■ **Work to do**
Reproduce all of the material below, requests included, scaling every coordinate in the answer points by 2.45 and rounding to whole numbers, with halves rounded up. Leave the coordinates in the requests and their format samples unchanged.

■ **Task input**
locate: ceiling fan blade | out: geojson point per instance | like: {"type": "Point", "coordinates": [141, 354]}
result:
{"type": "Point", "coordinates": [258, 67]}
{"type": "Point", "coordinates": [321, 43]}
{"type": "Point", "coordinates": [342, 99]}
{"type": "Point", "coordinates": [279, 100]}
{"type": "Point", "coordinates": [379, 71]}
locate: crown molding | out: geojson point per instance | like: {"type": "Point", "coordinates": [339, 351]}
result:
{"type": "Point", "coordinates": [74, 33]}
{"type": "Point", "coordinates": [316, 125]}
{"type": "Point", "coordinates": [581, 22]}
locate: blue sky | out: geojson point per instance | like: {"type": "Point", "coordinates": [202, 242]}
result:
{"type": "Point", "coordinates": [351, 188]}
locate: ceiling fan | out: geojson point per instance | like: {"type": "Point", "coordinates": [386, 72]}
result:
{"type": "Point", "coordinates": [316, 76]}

■ **Written solution**
locate: ceiling fan blade | out: geojson point per instance | like: {"type": "Point", "coordinates": [141, 354]}
result:
{"type": "Point", "coordinates": [632, 164]}
{"type": "Point", "coordinates": [786, 105]}
{"type": "Point", "coordinates": [838, 243]}
{"type": "Point", "coordinates": [684, 245]}
{"type": "Point", "coordinates": [929, 174]}
locate: crown molding | out: geojson point per instance | like: {"type": "Point", "coordinates": [339, 351]}
result:
{"type": "Point", "coordinates": [181, 81]}
{"type": "Point", "coordinates": [774, 306]}
{"type": "Point", "coordinates": [1423, 54]}
locate: blue sky | out: geojson point per instance | like: {"type": "Point", "coordinates": [202, 242]}
result:
{"type": "Point", "coordinates": [860, 461]}
locate: ceiling fan | out: geojson point per instance | like: {"type": "Point", "coordinates": [386, 72]}
result:
{"type": "Point", "coordinates": [774, 186]}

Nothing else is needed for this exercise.